USDA predicted beef and veal exports would reach $2.7 billion, up slightly from 2008 values of an expected $2.665 billion.

Beef and pork variety meats, however, are expected to weaken slightly from the 2008 level of $1.271 billion to $1.2 billion in 2009. Likewise, hide exports are predicted to fall from $2.131 billion in the current year to $2 billion in fiscal 2009. Grain producers are predicted to have a much more difficult year in 2009 as rising grain stocks and continued high input prices take their toll on production.

“Huge wheat supplies from Russia, EU, and Ukraine increase competition in grain markets. Grain and feed exports are lowered from August, and exports are now forecast $10 billion below record 2008 sales,” said USDA. “Forecasted unit values for wheat and coarse grains are lowered from August, and year-overyear shipments are down about 20 percent.”

## What you need to do
(1) Reproduce the part of the USDA export forecast that opens with the words containing "USDA predicted beef" and closes with "toll on production.".
(2) According to the USDA export forecast, what value are hide exports predicted to fall to in fiscal 2009?
The material that comes next is separate from the USDA export forecast.

## Collected material
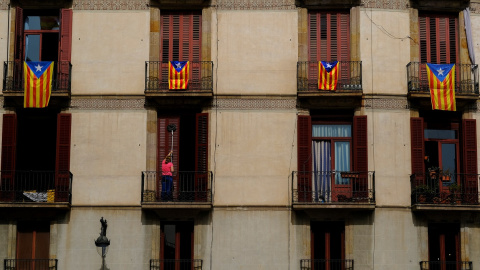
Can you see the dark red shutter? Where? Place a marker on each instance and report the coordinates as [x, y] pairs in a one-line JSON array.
[[304, 160], [164, 146], [418, 152], [438, 38], [62, 161], [201, 158], [360, 155], [65, 49], [470, 160], [9, 147]]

## Answers per task
(1)
USDA predicted beef and veal exports would reach $2.7 billion, up slightly from 2008 values of an expected $2.665 billion.

Beef and pork variety meats, however, are expected to weaken slightly from the 2008 level of $1.271 billion to $1.2 billion in 2009. Likewise, hide exports are predicted to fall from $2.131 billion in the current year to $2 billion in fiscal 2009. Grain producers are predicted to have a much more difficult year in 2009 as rising grain stocks and continued high input prices take their toll on production.

(2) $2 billion.